Records to process:

▶

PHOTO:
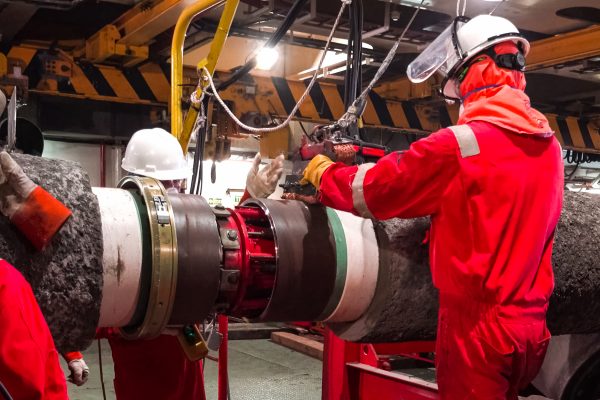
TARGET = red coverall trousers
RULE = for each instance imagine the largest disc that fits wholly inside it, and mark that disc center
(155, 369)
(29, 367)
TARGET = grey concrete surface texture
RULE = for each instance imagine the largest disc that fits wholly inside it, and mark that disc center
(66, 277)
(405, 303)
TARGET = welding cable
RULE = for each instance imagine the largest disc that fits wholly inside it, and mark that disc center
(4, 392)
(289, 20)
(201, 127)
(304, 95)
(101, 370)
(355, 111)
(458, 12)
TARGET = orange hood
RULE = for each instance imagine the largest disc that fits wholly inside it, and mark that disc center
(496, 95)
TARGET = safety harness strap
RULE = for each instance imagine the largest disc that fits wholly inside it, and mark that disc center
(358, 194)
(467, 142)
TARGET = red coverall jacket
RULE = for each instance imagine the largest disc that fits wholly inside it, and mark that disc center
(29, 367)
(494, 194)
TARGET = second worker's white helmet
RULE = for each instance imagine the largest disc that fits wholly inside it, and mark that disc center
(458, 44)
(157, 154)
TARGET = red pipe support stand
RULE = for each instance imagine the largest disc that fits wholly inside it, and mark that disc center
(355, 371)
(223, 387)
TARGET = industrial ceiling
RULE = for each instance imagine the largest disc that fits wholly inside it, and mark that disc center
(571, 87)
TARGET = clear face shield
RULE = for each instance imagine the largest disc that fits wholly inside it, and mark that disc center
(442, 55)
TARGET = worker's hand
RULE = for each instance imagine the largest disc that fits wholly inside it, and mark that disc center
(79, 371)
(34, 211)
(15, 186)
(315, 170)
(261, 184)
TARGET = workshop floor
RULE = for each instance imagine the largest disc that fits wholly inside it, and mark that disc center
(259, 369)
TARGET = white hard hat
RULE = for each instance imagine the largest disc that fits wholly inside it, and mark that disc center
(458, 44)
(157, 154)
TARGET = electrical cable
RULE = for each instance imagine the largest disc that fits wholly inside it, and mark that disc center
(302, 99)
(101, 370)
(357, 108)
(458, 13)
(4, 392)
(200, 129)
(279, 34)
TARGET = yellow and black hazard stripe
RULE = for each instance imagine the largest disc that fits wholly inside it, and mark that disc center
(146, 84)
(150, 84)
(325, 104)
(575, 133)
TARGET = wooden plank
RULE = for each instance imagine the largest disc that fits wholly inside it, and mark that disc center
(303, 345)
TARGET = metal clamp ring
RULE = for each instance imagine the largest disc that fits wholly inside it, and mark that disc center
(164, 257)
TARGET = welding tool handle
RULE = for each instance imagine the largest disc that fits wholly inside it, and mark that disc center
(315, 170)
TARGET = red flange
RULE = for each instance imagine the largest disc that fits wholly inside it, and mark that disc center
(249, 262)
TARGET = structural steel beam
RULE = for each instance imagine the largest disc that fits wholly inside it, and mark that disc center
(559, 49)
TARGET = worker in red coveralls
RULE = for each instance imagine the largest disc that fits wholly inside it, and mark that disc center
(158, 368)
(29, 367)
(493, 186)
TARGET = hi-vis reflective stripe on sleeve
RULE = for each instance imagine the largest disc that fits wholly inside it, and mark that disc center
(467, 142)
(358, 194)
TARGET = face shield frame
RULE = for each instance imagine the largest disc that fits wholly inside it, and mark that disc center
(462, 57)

◀

What is required: Lay out as a numbered list the lines above, from the line containing "TARGET = worker in red coveralls" through the end of the records, leaving out any blank lines.

Answer for this exercise:
1. TARGET = worker in red coveralls
2. RULE = for each instance imagine the largest disc that fits wholly inside it, and mark that disc center
3. (158, 368)
4. (29, 367)
5. (493, 186)
6. TARGET = hi-vis reflective stripe on sleeve
7. RULE = for each instance imagine the largest disc that fits wholly inside it, and mark that disc center
8. (467, 142)
9. (358, 194)
10. TARGET = face shield frame
11. RULE = for each instance imagine the largest disc that fits wholly inside it, and mark that disc center
12. (462, 57)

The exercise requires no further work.